Records from a data collection:

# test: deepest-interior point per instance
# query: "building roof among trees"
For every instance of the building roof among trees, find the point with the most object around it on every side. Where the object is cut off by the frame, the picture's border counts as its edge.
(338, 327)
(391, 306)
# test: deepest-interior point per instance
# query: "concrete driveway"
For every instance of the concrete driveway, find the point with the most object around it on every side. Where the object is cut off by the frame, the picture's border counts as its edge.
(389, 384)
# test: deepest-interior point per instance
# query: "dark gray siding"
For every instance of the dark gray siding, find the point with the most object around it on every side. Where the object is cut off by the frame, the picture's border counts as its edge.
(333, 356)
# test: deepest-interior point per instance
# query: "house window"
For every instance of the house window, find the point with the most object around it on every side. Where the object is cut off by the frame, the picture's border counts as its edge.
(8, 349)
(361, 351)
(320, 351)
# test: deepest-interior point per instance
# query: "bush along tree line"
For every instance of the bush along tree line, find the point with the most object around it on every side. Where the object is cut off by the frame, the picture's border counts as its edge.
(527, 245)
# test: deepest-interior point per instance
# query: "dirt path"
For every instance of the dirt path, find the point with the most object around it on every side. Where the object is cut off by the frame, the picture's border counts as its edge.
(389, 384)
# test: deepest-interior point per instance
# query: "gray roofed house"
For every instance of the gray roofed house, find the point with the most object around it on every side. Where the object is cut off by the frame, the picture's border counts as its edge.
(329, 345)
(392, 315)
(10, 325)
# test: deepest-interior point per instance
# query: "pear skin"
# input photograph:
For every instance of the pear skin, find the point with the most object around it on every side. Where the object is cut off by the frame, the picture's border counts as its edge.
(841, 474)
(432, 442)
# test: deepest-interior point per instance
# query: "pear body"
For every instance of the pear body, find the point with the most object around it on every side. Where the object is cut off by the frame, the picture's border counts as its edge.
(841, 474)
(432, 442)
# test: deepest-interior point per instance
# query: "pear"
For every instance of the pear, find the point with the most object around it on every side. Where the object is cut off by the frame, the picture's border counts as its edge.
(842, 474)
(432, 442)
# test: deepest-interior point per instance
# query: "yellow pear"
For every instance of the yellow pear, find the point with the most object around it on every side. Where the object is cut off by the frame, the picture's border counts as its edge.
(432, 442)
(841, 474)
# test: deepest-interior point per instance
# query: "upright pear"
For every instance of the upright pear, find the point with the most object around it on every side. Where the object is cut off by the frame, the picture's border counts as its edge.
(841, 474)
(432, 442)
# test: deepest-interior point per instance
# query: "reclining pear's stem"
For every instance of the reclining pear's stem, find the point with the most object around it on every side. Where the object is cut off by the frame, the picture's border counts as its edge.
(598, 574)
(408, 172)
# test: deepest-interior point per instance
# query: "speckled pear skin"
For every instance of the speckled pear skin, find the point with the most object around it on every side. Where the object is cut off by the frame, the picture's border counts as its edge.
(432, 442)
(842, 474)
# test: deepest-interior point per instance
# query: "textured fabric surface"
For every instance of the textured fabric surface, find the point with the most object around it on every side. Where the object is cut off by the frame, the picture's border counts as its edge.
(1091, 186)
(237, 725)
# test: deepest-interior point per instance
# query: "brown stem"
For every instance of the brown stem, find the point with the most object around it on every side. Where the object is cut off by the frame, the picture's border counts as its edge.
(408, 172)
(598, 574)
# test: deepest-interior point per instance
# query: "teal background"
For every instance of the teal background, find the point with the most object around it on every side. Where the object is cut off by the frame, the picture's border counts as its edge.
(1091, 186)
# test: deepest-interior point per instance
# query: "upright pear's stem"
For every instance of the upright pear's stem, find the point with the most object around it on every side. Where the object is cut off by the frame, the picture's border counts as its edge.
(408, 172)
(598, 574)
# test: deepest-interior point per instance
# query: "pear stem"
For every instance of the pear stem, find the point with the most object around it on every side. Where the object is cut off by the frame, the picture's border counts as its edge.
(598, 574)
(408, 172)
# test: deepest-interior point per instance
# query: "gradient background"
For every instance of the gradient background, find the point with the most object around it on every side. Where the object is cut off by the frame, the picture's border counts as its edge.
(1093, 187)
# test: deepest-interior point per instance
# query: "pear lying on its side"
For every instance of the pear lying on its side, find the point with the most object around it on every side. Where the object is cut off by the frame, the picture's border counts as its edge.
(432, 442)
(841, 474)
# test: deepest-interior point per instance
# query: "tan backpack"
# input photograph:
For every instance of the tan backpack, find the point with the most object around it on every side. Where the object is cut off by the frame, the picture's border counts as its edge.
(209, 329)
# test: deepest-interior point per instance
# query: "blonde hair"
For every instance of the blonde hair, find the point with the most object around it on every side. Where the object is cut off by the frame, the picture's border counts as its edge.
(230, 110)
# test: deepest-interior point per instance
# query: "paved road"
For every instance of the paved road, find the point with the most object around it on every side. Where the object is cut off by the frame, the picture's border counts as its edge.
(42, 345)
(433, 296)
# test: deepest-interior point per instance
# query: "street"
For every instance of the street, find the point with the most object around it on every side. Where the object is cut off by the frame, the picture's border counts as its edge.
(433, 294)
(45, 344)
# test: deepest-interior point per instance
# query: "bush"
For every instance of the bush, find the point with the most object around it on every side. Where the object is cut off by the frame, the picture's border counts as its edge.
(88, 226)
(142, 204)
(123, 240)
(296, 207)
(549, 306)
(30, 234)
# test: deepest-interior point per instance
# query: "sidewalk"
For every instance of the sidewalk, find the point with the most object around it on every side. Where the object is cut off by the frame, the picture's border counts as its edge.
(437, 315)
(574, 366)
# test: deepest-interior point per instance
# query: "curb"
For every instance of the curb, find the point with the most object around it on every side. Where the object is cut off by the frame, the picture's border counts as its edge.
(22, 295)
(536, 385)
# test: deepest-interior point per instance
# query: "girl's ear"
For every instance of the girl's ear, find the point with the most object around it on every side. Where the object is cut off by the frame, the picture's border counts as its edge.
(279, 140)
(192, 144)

> _Exercise directions_:
The answer must be an exact transcription of every record above.

> _Your response_:
# test: deepest-interior point per instance
# query: "building roof among trees"
For every instance of the building roof among trees, find the point with the most object around it on every side. Where the object is cut off by the frame, the picture's border counts as its edge.
(338, 327)
(391, 306)
# test: deepest-interior point per instance
# query: "concrete driveway"
For every instance of the concrete driveway, find the point with the most object around it on every side. Where the object is cut off by the frame, the picture's border counts as its edge.
(389, 384)
# test: deepest-interior point per instance
# query: "dark gray siding"
For every instance of the dark gray siding, find the point with the most object around it on every side. Where the object is cut off by the frame, the picture's border counts as its edge.
(333, 356)
# test: deepest-interior point per instance
# query: "house window"
For every instance of the house window, find the point with the most object around it on every side. Where the object is cut off by the frame, the picture's border counts as its edge.
(8, 349)
(361, 351)
(320, 351)
# test: deepest-interior point per instance
# query: "bush along tree line"
For every instance of the bush along tree line, find the point with the most object around it on every side. Where the object is cut off by the frame, the picture's border counts as its edge.
(527, 245)
# test: deepest-interior point per instance
# query: "dirt path"
For every instance of the dirt path, find the point with the most object around it on every side. Where the object is cut off by the frame, the picture's border counts as its edge.
(389, 384)
# test: deepest-interior point per instance
# query: "gray roofed house"
For every instance of the gray roofed house, find the point with the most object around it on every side. Where the object is cut off by the frame, the picture's border counts as its edge.
(329, 345)
(392, 315)
(10, 325)
# test: deepest-interior point per instance
# query: "pear skin"
# input photograph:
For every instance of the pear skin, find the point with the most object around it on every side. Where the object is cut off by the frame, the picture's border counts as its edge.
(841, 474)
(432, 442)
# test: deepest-interior point per instance
# query: "pear body"
For every instance of the pear body, find the point with the most object around it on every side. Where the object is cut off by the frame, the picture's border counts as its edge.
(841, 474)
(432, 442)
# test: deepest-interior point per instance
# query: "pear"
For every instance of the pear, find the point with the most object around it on every side. Where the object is cut off by the frame, the picture's border counts as its edge.
(842, 474)
(432, 442)
# test: deepest-interior point per instance
# query: "yellow pear"
For every instance of the yellow pear, find the point with the most object around it on every side. Where the object is cut off by the frame, the picture's border counts as its edge.
(432, 442)
(841, 474)
# test: deepest-interior point per instance
# query: "upright pear"
For every instance of the upright pear, find the point with the most object around it on every side. Where the object is cut off by the frame, the picture's border counts as its edge.
(841, 474)
(432, 442)
# test: deepest-interior point per instance
# query: "reclining pear's stem"
For every instance of the reclining pear's stem, find the point with the most object around it on every side. Where the object is cut off by the frame, the picture's border counts as its edge.
(598, 574)
(408, 172)
# test: deepest-interior point per instance
# query: "speckled pear skin"
For every instance of the speckled pear skin, find the point with the most object around it on every side. Where the object is cut off by the frame, the picture's border counts as its edge.
(432, 442)
(842, 474)
# test: deepest-interior point per instance
# query: "textured fabric surface"
For every instance of the textured fabric surface, find the point with the most object around it on every side. Where the object is cut off by the frame, the picture's border counts as its edge.
(1091, 186)
(237, 725)
# test: deepest-interior point per instance
# query: "brown stem"
For every instance of the brown stem, find the point with the most object around it on every side. Where the object is cut off by the frame, the picture's border counts as its edge.
(408, 172)
(598, 574)
# test: deepest-interior point per instance
# query: "teal background"
For every instance of the teal background, find the point with the most object around it on every side. Where the object is cut off by the frame, the picture's border counts as its edge.
(1091, 186)
# test: deepest-interior point per instance
# query: "upright pear's stem"
For every instance of the upright pear's stem, find the point with the most object around it on every side. Where the object is cut off by the frame, the picture's border counts as its edge.
(408, 172)
(598, 574)
# test: deepest-interior point per instance
# query: "pear stem"
For every instance of the pear stem, find the point with the most object around it on every side. Where the object is cut off by the frame, the picture's border counts as its edge.
(598, 574)
(408, 172)
# test: deepest-interior point per instance
# query: "gradient background"
For every instance of the gradient background, find the point with the most object around it on every side. Where the object is cut off by the frame, the picture's border counts as its edge.
(1093, 187)
# test: deepest-interior point per instance
# query: "pear lying on its side"
For every instance of the pear lying on its side, find the point with the most object around it on every side. Where the object is cut off by the frame, the picture's border counts as its edge.
(432, 442)
(841, 474)
# test: deepest-interior point per instance
# query: "tan backpack"
# input photograph:
For every instance of the tan backpack, find the point with the most object around it on every side. Where the object is cut off by the frame, the picture's border counts as its edge.
(209, 329)
# test: deepest-interior point per instance
# query: "blonde hair"
For every instance of the blonde hair, find the point with the most object around it on every side. Where the object is cut off by the frame, the picture's border counts as its edge.
(230, 110)
# test: deepest-interior point per instance
# query: "paved road"
For every instance of the paved road, find the point with the most object around it on every side. Where the object is cut off by the frame, the picture's border counts as its edge.
(42, 345)
(433, 296)
# test: deepest-interior point per instance
# query: "street"
For every instance of the street, find the point with the most object around it on every side. Where the object is cut off by the frame, the picture's border counts as its edge.
(433, 294)
(45, 344)
# test: deepest-interior point per instance
# query: "bush"
For every instance of the bush, find the point with the most object around it on every side. Where the object is cut off by the frame, the picture's border counts as its edge.
(88, 226)
(142, 204)
(123, 240)
(296, 207)
(549, 306)
(30, 234)
# test: deepest-interior point per instance
# query: "sidewalk"
For every instance of the sidewalk, find the point with the most object around it on every side. Where the object is cut off by the frame, the picture's border counts as its edge.
(437, 315)
(574, 366)
# test: deepest-interior point per instance
# query: "curb"
For every instance of the curb, find the point with the most object around it on every side. Where the object is cut off by the frame, the picture's border counts as its edge.
(22, 295)
(536, 385)
# test: deepest-interior point per instance
# query: "girl's ear"
For every instance of the girl's ear, find the point with the most object around it on every side. Where the object is cut off by the frame, the picture's border counts as its edge.
(279, 140)
(192, 144)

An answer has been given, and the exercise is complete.